■ DO THIS:
In the records below, locate the line containing "Point to the aisle", then extract it and all following lines exactly, ending with the last line.

── RAW RECORDS

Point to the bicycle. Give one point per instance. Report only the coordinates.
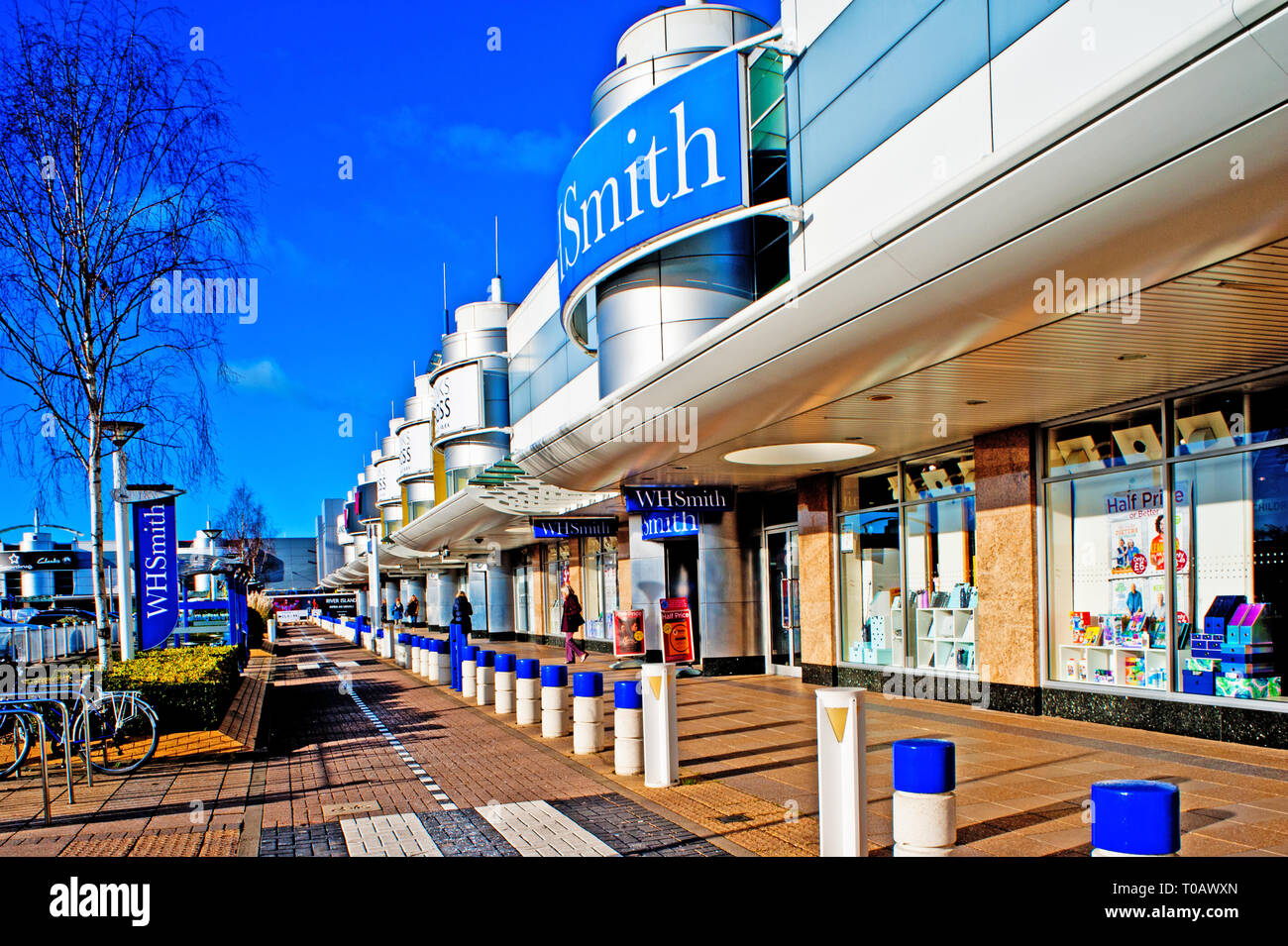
(123, 730)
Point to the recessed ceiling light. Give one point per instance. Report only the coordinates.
(799, 455)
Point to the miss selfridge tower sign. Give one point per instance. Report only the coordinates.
(668, 159)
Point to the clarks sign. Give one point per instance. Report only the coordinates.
(675, 156)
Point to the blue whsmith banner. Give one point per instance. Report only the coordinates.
(156, 572)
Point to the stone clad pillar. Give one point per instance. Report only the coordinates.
(815, 523)
(1006, 545)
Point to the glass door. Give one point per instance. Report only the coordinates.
(784, 617)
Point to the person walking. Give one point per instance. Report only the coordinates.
(570, 623)
(462, 611)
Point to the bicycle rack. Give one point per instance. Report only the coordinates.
(8, 708)
(26, 704)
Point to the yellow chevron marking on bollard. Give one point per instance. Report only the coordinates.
(837, 716)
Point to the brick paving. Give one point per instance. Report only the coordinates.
(353, 739)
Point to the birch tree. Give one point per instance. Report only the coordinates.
(120, 179)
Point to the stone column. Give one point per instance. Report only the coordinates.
(815, 521)
(1006, 546)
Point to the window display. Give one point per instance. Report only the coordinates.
(911, 602)
(1168, 573)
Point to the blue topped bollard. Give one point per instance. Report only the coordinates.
(588, 713)
(527, 690)
(503, 679)
(1134, 819)
(554, 700)
(484, 681)
(469, 671)
(923, 804)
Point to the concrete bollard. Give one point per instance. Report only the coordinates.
(1134, 819)
(661, 730)
(527, 691)
(588, 713)
(469, 672)
(923, 806)
(505, 683)
(842, 787)
(627, 727)
(484, 684)
(554, 700)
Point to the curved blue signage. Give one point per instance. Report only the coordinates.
(675, 156)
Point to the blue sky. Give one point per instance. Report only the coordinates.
(443, 134)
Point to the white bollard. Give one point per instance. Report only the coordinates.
(527, 691)
(554, 701)
(484, 678)
(661, 730)
(627, 727)
(923, 808)
(841, 773)
(469, 674)
(503, 683)
(588, 713)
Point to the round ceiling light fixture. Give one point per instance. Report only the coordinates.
(800, 455)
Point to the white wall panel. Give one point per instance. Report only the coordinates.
(923, 156)
(1087, 44)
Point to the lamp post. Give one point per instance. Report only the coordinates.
(120, 433)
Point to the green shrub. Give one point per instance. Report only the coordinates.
(189, 687)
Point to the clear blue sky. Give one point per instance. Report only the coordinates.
(443, 134)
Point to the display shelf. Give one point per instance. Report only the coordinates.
(1111, 659)
(945, 639)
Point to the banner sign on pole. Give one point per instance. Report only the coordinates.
(677, 631)
(629, 633)
(156, 571)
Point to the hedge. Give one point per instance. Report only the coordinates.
(189, 687)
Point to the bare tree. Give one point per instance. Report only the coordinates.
(117, 171)
(248, 528)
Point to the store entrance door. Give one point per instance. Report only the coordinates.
(782, 618)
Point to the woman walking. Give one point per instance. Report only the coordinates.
(462, 613)
(572, 620)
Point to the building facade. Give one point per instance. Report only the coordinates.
(936, 348)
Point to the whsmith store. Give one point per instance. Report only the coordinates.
(936, 347)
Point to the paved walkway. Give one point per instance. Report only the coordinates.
(365, 760)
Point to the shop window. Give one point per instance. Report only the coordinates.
(1124, 439)
(1108, 578)
(910, 604)
(940, 576)
(1231, 644)
(871, 588)
(1229, 418)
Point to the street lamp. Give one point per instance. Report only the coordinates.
(120, 433)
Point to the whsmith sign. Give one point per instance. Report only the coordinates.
(692, 498)
(673, 158)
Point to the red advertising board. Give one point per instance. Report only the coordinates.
(629, 633)
(677, 631)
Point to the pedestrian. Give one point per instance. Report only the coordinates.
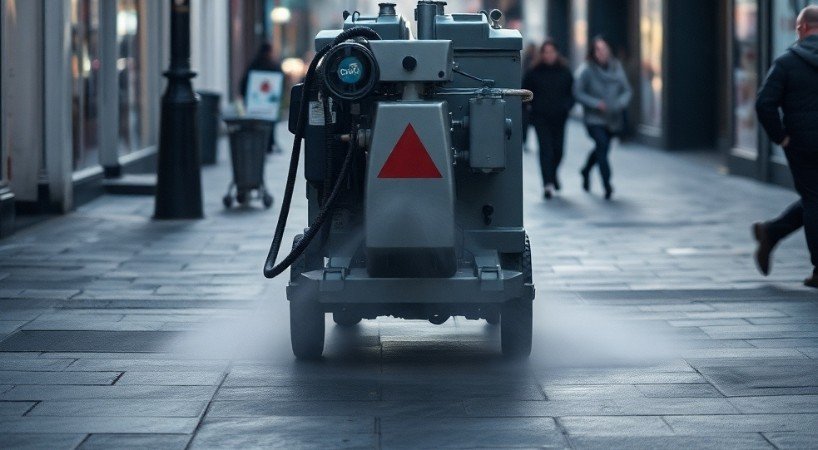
(552, 83)
(264, 61)
(530, 59)
(604, 92)
(791, 87)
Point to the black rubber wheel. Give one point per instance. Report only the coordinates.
(306, 328)
(493, 319)
(345, 319)
(516, 325)
(306, 317)
(517, 315)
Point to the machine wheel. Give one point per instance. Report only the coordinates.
(267, 200)
(516, 317)
(493, 319)
(345, 319)
(306, 329)
(306, 317)
(516, 324)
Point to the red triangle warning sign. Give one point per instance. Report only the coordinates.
(409, 159)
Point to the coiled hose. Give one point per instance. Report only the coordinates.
(271, 269)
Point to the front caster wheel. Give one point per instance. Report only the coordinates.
(306, 329)
(267, 200)
(516, 324)
(493, 319)
(345, 319)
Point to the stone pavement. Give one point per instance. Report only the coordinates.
(652, 329)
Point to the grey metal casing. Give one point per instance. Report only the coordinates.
(433, 59)
(410, 212)
(487, 134)
(484, 52)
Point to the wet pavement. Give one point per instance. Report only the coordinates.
(652, 329)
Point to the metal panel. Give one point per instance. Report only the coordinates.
(410, 213)
(433, 60)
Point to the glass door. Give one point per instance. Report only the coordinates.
(129, 75)
(745, 76)
(651, 33)
(85, 75)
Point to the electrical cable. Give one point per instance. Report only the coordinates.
(271, 269)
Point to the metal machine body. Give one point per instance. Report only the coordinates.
(428, 221)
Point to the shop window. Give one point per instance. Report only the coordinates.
(651, 47)
(130, 76)
(745, 74)
(85, 73)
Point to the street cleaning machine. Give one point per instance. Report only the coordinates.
(413, 167)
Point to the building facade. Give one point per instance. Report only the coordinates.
(81, 88)
(695, 65)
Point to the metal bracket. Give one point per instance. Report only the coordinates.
(332, 279)
(489, 272)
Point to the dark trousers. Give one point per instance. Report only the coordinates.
(599, 155)
(804, 212)
(551, 139)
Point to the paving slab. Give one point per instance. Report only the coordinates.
(743, 441)
(735, 423)
(119, 408)
(470, 432)
(63, 377)
(616, 426)
(87, 341)
(75, 392)
(652, 330)
(99, 441)
(792, 440)
(63, 425)
(287, 432)
(37, 441)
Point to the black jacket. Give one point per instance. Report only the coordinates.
(553, 91)
(792, 86)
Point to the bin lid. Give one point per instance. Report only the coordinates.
(247, 120)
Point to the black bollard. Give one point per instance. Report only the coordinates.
(178, 181)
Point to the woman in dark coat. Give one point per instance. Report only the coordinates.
(551, 82)
(263, 61)
(604, 92)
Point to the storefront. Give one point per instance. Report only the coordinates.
(760, 32)
(81, 92)
(6, 194)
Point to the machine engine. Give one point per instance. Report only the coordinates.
(413, 164)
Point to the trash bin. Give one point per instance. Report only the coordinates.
(249, 138)
(209, 104)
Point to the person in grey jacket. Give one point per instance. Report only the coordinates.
(604, 92)
(787, 107)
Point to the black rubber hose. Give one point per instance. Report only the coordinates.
(271, 269)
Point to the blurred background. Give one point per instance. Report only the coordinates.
(82, 79)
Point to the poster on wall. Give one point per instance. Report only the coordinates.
(264, 94)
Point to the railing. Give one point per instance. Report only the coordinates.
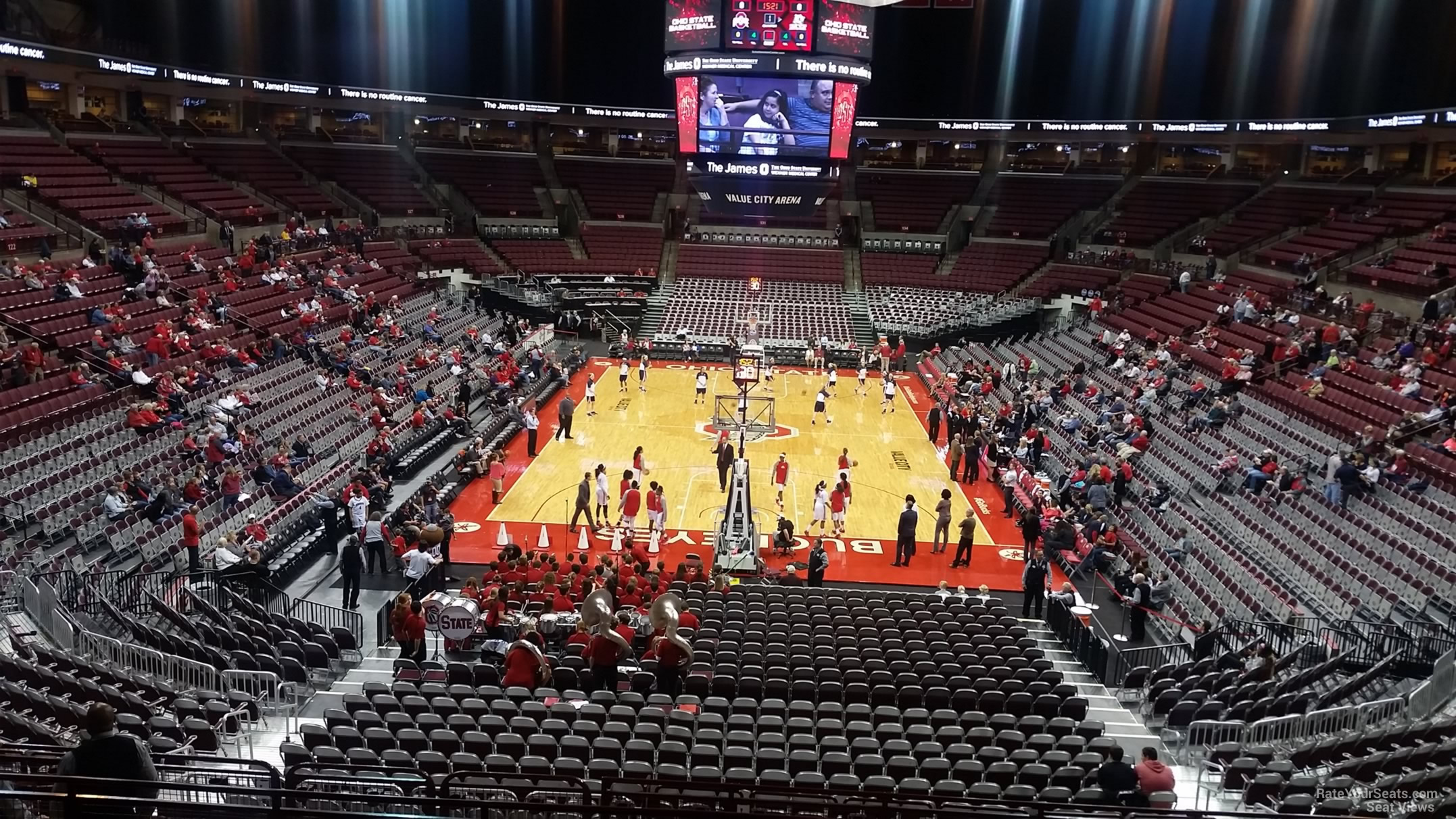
(320, 614)
(1433, 694)
(271, 694)
(1152, 656)
(185, 674)
(128, 589)
(47, 612)
(1283, 637)
(9, 593)
(478, 796)
(1079, 639)
(1365, 651)
(64, 582)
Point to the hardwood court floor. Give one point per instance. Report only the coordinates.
(893, 451)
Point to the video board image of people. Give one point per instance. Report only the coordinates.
(765, 116)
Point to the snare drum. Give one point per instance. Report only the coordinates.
(433, 604)
(1084, 614)
(459, 618)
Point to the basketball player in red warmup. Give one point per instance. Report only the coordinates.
(631, 505)
(836, 508)
(781, 476)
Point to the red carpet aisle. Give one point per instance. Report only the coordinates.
(995, 560)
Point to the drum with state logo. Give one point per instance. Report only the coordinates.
(459, 618)
(431, 605)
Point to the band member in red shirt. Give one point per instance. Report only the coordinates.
(781, 476)
(525, 667)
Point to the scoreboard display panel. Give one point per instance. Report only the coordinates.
(771, 25)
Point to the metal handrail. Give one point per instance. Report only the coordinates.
(184, 672)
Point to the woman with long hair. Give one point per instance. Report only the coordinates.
(600, 478)
(638, 464)
(768, 128)
(396, 620)
(820, 508)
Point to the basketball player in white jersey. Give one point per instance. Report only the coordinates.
(819, 406)
(820, 510)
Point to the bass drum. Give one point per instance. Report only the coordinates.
(459, 618)
(433, 604)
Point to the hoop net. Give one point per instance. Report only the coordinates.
(750, 415)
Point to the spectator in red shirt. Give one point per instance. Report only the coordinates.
(34, 363)
(561, 601)
(232, 487)
(525, 667)
(580, 636)
(602, 656)
(629, 597)
(193, 539)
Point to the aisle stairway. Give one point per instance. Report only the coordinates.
(1127, 728)
(656, 310)
(859, 315)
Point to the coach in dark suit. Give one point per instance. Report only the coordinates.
(724, 464)
(906, 535)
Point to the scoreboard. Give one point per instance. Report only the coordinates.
(771, 25)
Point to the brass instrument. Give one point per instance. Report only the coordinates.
(541, 660)
(666, 614)
(596, 613)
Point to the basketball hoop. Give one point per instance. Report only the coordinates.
(748, 364)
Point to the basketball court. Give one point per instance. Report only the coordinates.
(894, 454)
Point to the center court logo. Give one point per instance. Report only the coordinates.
(754, 434)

────

■ PROBLEM SOLUTION:
Point to the aisle stairway. Give one point per instance. Report only the coordinates.
(1127, 728)
(656, 310)
(859, 315)
Point to the coach in dark suit. Give one point per instance. Report only the coordinates.
(724, 464)
(906, 535)
Point to the scoreboard. Give one point per instance. Report only the coordinates.
(771, 25)
Point to the brass instrument. Give one point per instance. Report only the coordinates.
(541, 660)
(666, 614)
(596, 613)
Point to the basketball hoop. Give one point per instance. Report only the coordinates.
(748, 364)
Point to the basketball court. Give one point per instance. Report only the coordinates.
(894, 454)
Point to the center court logo. Give one point per instance. Report only the coordinates.
(754, 434)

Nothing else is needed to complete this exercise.